Tâches à réaliser
1. Restituez à l'identique le passage du texte sur le colorisme qui va de « Alice Walker, écrivaine » jusqu'à « le plus éloignées. ».
2. Rédigez la suite du texte sur le colorisme, s'il vous plaît.

Texte à lire
Alice Walker, écrivaine afro-américaine, défini le colorisme comme étant « le traitement de faveur auxquels sont confrontées les personnes d’une même race basée uniquement sur leur couleur de peau ». L’écrivaine popularise ce concept dans les années 80 grâce à son roman «La couleur pourpre » et son recueil de poèmes « In search of our mother’s garden ». Selon la définition de ce concept, le colorisme permettrait aux personnes ayant une proximité physique supposée ou réelle avec les blancs de jouir de certains bénéfices aux détriments des personnes qui en sont le plus éloignées.
Mais d’où vient ce concept de colorisme ?

Données fournies

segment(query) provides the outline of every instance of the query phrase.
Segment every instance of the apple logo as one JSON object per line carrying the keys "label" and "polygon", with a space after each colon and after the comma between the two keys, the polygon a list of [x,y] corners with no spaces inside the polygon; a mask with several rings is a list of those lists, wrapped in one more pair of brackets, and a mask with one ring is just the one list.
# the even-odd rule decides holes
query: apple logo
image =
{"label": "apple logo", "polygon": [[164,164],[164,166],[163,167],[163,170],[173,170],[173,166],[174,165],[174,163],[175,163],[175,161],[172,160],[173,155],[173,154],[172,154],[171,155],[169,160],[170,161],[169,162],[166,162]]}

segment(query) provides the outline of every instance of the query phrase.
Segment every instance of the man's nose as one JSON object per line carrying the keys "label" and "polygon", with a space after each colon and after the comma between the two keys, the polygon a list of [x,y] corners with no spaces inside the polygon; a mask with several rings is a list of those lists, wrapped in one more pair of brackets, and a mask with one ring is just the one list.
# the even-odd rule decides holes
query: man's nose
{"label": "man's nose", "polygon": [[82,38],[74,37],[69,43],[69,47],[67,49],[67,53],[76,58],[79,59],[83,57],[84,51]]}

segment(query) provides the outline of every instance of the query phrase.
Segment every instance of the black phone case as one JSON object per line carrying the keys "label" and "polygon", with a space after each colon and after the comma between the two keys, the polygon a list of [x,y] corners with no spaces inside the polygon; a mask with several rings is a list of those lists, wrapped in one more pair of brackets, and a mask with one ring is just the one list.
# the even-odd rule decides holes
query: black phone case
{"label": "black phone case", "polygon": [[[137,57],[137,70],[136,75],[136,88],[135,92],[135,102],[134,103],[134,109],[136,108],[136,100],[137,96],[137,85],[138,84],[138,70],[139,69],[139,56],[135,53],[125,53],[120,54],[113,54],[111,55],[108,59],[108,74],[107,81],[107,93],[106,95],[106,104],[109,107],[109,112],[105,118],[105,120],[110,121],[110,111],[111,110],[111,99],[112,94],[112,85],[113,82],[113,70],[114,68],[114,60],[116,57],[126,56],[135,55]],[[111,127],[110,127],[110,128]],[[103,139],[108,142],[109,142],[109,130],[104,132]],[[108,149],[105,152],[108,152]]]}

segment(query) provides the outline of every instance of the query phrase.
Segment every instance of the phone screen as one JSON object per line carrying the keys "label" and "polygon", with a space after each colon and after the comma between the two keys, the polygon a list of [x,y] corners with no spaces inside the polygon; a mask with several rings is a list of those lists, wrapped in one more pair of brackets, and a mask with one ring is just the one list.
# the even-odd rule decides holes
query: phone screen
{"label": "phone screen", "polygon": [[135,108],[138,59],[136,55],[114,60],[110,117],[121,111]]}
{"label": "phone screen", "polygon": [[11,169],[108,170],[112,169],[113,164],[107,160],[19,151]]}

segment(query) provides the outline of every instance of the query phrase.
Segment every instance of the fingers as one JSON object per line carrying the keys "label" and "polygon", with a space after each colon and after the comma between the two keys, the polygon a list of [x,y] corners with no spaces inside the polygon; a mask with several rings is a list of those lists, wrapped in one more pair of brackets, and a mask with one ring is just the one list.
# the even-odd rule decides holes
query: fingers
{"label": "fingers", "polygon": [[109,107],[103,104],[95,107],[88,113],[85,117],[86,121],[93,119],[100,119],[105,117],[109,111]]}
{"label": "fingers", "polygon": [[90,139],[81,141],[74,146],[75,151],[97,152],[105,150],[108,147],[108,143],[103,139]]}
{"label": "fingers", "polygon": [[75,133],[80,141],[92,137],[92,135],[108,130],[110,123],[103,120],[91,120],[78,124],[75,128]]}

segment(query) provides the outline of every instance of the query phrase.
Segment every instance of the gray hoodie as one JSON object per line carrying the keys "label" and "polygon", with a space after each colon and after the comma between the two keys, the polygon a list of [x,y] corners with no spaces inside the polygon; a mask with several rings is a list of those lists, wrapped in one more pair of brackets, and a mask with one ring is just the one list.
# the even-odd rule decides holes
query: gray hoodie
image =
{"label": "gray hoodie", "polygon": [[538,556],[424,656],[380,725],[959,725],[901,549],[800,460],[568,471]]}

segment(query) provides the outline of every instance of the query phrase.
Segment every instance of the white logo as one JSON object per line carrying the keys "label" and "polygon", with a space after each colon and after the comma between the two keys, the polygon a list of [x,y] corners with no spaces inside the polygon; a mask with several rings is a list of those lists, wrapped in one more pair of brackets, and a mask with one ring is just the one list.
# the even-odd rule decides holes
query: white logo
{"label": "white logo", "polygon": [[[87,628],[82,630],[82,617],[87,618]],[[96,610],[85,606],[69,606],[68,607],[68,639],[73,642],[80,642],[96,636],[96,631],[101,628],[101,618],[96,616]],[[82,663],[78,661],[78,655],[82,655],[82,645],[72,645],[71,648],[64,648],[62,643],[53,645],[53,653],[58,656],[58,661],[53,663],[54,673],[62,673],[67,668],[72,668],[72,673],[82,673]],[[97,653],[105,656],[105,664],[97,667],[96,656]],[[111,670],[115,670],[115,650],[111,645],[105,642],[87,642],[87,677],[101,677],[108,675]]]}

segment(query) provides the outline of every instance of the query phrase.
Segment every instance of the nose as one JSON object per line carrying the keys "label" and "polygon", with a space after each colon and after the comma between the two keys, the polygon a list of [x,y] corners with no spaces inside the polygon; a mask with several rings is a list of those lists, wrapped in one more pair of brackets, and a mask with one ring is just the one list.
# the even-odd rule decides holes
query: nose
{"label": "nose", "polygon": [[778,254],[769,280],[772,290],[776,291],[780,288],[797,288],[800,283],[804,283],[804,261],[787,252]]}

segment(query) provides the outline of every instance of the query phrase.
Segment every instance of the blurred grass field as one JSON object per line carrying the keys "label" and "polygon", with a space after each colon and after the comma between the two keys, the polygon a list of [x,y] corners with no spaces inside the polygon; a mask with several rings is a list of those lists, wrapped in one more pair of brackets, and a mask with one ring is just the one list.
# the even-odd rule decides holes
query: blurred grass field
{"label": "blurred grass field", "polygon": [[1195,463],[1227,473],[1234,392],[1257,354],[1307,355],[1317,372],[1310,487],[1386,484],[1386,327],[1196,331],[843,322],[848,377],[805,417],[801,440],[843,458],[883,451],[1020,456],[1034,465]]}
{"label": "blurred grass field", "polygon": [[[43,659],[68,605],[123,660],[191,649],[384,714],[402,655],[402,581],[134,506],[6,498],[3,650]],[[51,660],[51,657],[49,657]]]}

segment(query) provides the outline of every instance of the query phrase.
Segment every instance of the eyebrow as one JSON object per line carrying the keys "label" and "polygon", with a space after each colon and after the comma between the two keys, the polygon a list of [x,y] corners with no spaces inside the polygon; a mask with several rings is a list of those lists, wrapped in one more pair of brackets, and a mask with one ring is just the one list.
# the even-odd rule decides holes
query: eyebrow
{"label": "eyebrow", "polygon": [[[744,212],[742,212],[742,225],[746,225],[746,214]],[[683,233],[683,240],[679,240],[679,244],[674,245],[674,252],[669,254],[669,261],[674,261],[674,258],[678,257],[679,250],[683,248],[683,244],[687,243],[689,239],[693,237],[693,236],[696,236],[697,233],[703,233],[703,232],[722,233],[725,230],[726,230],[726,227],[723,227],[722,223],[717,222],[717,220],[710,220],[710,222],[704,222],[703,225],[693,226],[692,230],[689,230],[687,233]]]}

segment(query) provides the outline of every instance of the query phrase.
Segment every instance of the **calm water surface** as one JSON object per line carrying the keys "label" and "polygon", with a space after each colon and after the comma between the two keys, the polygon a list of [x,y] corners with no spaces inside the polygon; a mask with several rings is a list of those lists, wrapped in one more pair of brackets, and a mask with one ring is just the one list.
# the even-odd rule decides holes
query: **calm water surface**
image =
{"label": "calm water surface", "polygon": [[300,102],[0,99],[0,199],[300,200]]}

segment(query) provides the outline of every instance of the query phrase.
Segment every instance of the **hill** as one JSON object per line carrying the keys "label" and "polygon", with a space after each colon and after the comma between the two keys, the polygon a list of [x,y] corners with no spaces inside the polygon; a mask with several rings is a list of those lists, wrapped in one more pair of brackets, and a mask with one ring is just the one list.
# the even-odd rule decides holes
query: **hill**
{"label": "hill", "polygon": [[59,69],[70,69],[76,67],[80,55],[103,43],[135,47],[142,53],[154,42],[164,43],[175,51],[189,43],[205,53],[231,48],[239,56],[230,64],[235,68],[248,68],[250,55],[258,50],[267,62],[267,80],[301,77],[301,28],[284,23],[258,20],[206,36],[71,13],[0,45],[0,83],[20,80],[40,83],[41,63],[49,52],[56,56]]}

Résultats des tâches
1.
Alice Walker, écrivaine afro-américaine, défini le colorisme comme étant « le traitement de faveur auxquels sont confrontées les personnes d’une même race basée uniquement sur leur couleur de peau ». L’écrivaine popularise ce concept dans les années 80 grâce à son roman «La couleur pourpre » et son recueil de poèmes « In search of our mother’s garden ». Selon la définition de ce concept, le colorisme permettrait aux personnes ayant une proximité physique supposée ou réelle avec les blancs de jouir de certains bénéfices aux détriments des personnes qui en sont le plus éloignées.

2.
Le colorisme découlerait de la période de l’esclavage : En Afrique, lorsque l’on remonte à l’Egypte antique, la peau noire foncée était valorisée. Il n’était pas rare de représenter les divinités dans cette couleur. Mais lorsque le continuent fut pris d’assaut et que les populations furent esclavagisées, la tendance a été incontestablement inversée. Durant l’esclavage, les esclaves clairs de peau travaillaient à l’intérieur des maisons, il s’agissait des esclaves de maisons ou nègre de maison. Les plus foncés travaillaient à l’extérieur (esclaves des champs, nègres des champs). Les esclaves de maisons étaient privilégiés par rapport à ceux de l’extérieur car ils avaient des vêtements de meilleures qualités, certains pouvaient même apprendre à lire, etc. Les plus clairs de peau étaient également vendus plus cher que les plus foncés. Pourtant, tous avaient le statut d’esclave. Ne nous leurrons pas, ce concept de colorisme a été mis en place par les esclavagistes uniquement pour répondre au besoin de «diviser pour mieux régner ».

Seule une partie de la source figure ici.